* Stated task
In the records below, reproduce the stretch from the line containing "Mark the patio" through the line containing "point(501, 293)", putting "garden bench" in place of "patio chair" and leaving everything else unchanged.
— begin Records for this exercise —
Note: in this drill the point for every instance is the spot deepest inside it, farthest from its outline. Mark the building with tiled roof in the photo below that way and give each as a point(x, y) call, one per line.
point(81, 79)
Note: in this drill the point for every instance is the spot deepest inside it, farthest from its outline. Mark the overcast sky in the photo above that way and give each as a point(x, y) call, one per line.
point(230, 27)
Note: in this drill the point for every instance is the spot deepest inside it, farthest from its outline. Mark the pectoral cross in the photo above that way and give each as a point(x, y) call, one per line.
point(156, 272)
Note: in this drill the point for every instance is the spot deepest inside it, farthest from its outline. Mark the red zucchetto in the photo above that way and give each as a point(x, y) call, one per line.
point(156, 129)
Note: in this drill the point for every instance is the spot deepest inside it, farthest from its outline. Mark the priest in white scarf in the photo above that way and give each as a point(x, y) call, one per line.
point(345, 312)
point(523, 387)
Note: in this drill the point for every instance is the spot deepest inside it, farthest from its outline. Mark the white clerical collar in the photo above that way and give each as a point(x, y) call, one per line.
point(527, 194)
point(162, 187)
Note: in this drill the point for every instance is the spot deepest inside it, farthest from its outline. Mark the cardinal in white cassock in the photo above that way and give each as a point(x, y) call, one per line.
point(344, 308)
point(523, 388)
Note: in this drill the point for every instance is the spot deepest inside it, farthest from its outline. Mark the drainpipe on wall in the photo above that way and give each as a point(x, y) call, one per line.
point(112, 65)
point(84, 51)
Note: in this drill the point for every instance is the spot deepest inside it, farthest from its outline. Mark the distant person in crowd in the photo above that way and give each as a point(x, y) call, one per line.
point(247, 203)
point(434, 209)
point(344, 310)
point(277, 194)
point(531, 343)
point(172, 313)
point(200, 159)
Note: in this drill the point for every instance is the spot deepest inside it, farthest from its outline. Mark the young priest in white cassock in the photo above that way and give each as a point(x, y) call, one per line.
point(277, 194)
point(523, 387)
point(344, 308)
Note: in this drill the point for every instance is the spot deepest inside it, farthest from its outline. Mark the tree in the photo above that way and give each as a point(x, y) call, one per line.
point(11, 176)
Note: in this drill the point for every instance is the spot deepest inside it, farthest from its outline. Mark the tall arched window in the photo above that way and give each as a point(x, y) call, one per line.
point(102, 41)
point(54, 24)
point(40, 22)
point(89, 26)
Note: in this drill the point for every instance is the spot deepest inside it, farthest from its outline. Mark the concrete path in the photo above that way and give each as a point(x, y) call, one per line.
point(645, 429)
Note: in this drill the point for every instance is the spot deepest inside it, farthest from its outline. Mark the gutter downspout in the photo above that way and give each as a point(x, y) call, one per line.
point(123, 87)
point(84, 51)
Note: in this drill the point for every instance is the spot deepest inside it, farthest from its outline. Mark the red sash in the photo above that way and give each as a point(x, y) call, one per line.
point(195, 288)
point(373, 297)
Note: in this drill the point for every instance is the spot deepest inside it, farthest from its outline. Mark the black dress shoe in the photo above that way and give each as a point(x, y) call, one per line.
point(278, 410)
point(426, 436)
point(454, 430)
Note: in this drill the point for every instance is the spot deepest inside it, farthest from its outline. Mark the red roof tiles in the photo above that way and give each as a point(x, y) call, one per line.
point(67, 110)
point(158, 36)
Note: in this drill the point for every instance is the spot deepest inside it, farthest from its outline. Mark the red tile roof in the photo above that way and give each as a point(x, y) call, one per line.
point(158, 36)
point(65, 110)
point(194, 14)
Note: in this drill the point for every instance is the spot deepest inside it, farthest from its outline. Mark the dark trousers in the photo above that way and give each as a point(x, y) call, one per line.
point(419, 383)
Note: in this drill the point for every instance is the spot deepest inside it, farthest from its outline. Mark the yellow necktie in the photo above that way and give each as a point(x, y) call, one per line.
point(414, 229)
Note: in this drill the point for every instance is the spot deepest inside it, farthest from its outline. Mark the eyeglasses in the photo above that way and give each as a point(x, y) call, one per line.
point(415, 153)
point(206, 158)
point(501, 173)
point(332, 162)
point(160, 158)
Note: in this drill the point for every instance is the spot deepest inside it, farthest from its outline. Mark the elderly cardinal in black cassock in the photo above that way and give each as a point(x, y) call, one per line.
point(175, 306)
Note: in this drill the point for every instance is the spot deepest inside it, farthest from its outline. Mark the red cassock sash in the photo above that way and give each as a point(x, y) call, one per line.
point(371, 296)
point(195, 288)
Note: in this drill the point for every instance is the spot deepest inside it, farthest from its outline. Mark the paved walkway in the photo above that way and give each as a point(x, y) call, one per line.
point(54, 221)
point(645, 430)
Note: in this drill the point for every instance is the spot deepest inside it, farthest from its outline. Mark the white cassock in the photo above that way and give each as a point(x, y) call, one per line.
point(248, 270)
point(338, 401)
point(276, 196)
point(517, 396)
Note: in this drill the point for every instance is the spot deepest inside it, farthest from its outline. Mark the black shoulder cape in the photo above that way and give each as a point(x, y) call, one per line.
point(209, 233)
— end Records for this exercise —
— begin Records for this exercise —
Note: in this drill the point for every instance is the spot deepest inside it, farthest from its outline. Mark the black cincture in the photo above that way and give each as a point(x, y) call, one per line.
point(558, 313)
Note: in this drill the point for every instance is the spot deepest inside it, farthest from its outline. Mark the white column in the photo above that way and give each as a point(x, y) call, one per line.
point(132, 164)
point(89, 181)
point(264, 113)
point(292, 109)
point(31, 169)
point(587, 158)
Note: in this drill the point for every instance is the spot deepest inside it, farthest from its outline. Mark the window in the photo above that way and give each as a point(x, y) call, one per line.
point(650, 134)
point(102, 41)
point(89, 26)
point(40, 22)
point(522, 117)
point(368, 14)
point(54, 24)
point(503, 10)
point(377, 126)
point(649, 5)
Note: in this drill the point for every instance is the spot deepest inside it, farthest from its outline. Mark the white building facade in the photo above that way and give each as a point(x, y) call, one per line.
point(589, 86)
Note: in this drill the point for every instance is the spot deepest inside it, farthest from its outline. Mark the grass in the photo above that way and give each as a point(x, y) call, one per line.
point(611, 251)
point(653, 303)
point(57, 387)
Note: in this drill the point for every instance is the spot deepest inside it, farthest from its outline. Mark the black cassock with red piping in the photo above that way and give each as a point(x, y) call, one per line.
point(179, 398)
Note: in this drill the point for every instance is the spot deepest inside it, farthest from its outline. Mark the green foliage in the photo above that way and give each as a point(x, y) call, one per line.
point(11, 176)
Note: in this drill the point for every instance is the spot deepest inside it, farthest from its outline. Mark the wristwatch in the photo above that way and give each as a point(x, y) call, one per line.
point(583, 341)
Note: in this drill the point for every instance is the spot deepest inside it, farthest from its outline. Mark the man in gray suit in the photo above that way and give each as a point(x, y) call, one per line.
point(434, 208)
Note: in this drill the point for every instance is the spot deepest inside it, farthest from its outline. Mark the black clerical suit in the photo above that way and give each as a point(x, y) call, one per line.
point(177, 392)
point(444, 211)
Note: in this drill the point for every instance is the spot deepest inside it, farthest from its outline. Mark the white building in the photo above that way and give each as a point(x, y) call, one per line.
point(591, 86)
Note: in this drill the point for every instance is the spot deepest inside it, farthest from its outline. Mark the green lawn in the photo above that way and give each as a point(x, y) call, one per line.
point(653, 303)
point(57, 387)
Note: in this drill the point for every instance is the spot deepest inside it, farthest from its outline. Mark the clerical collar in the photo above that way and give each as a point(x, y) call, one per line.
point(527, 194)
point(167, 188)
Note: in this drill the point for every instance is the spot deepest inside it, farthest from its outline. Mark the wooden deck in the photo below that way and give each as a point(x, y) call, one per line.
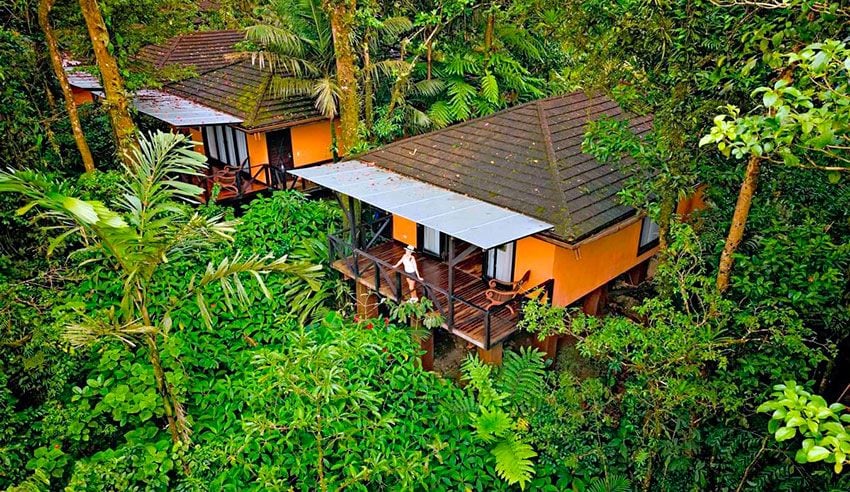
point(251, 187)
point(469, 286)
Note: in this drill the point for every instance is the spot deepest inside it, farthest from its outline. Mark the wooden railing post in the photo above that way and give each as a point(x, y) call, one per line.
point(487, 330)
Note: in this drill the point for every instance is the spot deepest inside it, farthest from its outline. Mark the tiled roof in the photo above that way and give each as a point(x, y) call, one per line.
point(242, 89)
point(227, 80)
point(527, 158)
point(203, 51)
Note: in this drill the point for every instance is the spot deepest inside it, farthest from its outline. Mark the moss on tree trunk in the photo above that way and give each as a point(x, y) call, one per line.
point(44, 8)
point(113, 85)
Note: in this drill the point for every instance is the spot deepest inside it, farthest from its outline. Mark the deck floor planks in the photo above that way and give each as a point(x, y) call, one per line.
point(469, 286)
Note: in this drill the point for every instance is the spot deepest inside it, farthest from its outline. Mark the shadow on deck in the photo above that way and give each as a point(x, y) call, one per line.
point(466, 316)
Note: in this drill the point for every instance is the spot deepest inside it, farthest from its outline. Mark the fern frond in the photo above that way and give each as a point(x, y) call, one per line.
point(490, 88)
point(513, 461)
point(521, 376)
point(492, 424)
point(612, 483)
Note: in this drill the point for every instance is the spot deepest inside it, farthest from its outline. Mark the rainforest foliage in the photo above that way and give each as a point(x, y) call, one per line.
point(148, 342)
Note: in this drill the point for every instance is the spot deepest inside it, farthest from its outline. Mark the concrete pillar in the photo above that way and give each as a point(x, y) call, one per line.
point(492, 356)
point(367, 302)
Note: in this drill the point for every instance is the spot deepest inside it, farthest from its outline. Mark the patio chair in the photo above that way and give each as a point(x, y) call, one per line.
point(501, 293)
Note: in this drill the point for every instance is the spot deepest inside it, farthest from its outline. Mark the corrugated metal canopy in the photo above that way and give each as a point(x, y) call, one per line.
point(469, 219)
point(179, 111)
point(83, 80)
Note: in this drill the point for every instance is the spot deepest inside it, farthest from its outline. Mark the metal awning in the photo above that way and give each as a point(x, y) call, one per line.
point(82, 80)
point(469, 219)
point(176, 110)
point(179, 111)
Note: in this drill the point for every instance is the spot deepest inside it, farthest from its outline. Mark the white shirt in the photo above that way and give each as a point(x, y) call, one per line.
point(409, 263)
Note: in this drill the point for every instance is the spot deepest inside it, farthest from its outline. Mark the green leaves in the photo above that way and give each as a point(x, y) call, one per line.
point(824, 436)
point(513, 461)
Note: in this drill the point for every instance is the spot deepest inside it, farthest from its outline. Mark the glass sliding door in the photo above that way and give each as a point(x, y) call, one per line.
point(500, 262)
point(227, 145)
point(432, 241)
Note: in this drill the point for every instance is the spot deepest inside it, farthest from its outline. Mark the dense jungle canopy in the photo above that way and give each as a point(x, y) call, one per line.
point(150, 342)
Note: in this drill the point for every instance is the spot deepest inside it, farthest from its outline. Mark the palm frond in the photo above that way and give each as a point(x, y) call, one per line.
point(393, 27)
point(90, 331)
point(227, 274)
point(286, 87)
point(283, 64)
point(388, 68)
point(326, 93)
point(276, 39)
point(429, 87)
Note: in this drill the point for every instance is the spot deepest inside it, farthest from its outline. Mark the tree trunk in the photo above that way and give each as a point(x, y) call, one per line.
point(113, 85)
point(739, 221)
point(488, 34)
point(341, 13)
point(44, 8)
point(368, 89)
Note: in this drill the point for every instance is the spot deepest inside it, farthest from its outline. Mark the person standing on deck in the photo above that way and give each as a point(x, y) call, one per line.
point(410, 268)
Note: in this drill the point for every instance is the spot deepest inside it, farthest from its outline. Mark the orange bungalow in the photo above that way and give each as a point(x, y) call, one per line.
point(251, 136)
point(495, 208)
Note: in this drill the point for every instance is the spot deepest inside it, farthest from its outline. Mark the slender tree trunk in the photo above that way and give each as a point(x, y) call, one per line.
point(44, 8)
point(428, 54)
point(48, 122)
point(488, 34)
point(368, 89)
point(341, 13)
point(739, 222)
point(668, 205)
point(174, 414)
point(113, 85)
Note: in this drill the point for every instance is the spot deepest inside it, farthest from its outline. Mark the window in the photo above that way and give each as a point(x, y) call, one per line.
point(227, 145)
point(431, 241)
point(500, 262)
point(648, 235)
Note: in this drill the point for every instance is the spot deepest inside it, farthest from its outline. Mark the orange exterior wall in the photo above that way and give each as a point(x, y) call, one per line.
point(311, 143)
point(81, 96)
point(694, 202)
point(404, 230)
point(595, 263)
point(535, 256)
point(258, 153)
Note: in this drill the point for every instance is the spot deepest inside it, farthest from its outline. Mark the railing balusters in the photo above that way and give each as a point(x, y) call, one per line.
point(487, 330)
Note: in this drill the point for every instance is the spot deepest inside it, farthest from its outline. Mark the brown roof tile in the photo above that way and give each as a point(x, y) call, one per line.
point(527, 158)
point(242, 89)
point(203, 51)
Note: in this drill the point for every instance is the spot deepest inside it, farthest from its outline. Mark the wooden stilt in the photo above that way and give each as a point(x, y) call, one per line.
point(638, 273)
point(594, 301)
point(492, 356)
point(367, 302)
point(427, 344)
— end Records for this exercise —
— begin Records for this exercise —
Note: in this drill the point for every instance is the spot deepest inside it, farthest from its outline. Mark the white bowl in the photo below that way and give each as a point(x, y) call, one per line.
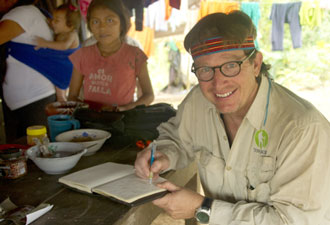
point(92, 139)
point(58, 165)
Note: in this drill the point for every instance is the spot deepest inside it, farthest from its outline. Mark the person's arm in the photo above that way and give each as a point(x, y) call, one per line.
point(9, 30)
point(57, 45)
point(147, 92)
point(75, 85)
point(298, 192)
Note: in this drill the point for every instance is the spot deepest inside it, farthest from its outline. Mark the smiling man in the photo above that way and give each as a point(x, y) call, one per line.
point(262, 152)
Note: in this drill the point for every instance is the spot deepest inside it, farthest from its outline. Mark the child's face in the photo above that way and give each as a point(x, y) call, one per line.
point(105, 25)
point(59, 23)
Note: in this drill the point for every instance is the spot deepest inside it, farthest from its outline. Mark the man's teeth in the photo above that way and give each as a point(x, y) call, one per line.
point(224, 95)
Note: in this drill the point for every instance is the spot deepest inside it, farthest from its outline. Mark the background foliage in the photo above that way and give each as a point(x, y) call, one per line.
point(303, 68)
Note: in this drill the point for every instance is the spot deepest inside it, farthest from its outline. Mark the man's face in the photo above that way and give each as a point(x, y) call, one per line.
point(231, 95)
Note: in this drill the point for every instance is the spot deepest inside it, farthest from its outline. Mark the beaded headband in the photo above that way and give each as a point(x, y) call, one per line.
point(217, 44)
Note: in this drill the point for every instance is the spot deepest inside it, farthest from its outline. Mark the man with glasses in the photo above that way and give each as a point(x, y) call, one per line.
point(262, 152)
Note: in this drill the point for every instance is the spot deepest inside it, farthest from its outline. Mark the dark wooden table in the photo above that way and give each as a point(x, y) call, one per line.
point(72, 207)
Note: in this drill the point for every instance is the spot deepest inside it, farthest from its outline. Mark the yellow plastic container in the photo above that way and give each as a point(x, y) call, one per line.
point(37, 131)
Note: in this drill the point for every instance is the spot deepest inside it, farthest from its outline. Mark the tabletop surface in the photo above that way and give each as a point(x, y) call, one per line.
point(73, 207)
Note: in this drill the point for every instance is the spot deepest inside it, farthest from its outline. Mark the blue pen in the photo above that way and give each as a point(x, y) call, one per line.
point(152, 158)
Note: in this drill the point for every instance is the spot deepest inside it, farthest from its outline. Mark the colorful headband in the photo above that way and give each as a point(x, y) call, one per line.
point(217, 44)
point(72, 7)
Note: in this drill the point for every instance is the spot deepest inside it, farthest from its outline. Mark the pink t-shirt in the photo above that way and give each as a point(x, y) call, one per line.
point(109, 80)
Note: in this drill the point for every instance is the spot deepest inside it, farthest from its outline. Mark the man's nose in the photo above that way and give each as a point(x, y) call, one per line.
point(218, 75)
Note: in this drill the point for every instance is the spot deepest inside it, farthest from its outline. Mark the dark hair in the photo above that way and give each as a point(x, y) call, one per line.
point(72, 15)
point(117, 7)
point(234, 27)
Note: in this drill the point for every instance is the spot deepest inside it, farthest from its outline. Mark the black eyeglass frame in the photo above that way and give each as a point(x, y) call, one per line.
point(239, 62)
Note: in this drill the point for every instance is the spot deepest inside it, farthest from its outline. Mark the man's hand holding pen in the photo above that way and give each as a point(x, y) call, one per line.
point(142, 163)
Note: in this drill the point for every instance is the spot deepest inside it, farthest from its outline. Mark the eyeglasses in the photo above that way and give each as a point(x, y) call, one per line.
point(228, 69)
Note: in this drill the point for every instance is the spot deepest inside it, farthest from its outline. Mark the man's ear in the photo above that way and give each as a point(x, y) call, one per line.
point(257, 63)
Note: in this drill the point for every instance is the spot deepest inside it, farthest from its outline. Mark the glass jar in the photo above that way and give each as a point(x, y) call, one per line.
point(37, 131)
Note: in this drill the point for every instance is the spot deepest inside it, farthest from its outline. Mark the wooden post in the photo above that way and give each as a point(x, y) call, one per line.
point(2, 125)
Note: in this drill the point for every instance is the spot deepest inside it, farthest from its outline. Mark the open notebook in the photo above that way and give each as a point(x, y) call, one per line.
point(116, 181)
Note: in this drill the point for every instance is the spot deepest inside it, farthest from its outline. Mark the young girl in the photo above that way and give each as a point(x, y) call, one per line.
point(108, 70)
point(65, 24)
— end Records for this exercise —
* Task solution
Note: in this drill the point for every instance is the spot deepest inside it, farthest from its outline. Mark the garden bench in the photo above that way and give each as a point(x, y) call, one per line.
point(501, 293)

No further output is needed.